─── ENTRIES SUPPLIED

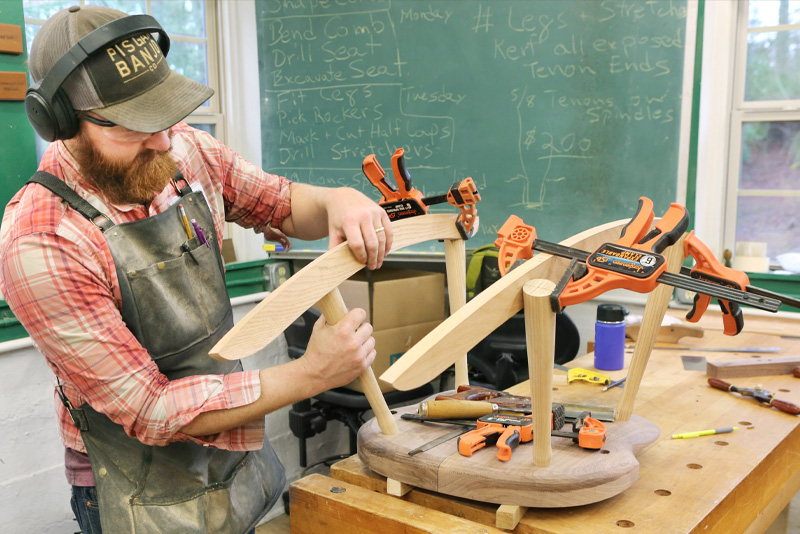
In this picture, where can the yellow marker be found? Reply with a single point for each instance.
(687, 435)
(587, 376)
(185, 221)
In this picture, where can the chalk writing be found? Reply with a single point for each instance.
(547, 105)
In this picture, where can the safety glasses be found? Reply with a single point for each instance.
(116, 132)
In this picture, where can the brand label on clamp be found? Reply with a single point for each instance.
(627, 261)
(402, 209)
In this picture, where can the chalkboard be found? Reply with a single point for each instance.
(563, 112)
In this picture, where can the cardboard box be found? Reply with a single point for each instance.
(390, 345)
(396, 297)
(402, 306)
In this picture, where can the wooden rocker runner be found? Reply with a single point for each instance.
(541, 286)
(318, 283)
(575, 476)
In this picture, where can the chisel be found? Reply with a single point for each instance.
(440, 409)
(438, 441)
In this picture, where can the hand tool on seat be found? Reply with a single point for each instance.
(504, 401)
(586, 375)
(758, 393)
(632, 262)
(587, 432)
(505, 432)
(404, 200)
(464, 408)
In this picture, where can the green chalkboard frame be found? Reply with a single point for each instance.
(564, 113)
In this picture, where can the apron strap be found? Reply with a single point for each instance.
(72, 198)
(76, 414)
(186, 189)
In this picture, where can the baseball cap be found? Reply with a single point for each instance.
(127, 82)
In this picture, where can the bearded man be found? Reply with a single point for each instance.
(124, 297)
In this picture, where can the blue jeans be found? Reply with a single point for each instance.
(84, 506)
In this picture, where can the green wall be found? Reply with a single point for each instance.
(17, 141)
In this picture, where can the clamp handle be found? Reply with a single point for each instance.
(478, 439)
(464, 195)
(401, 175)
(709, 269)
(515, 240)
(507, 442)
(633, 262)
(377, 177)
(592, 434)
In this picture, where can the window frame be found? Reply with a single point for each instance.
(742, 112)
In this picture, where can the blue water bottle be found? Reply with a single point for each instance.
(609, 338)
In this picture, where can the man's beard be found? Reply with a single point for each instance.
(137, 182)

──────

» THE TASK: Output, unchanged, the lines from the line with "In this picture, where can the hand" through the final line of the material.

» FINISHED EXERCISE:
In this picture, where can the hand tool on seat be found? Reply with a single point for each instance.
(504, 401)
(586, 375)
(758, 393)
(632, 262)
(587, 432)
(505, 432)
(404, 200)
(464, 408)
In this picture, where can the green chalkboard frame be found? Reply with a single point for each instance.
(564, 113)
In this picture, where can the apron strap be found? Reply with a single point for each instance.
(72, 198)
(76, 414)
(186, 189)
In this picture, where can the baseball cap be found? Reply with a single point for each instance.
(127, 82)
In this picture, where can the bearded man be found? Reply with a single point for each instance.
(124, 297)
In this picture, where can the blue jeans be found? Reply with a single point for each instance.
(84, 506)
In this picture, where can the green wall be found? Reply with a single point for each instance.
(17, 141)
In this picture, where can the clamp handle be found? Reply with a single point for each instance.
(478, 439)
(464, 195)
(401, 175)
(709, 269)
(515, 240)
(507, 442)
(633, 262)
(377, 177)
(592, 434)
In this picture, where can the window frame be found? Reply with a single point for each instance.
(742, 112)
In this picture, where can the blue water bottle be found? Reply with a single point for each instance.
(609, 338)
In this picture, where can the man's beard be found? Reply with a single point for each instance.
(137, 182)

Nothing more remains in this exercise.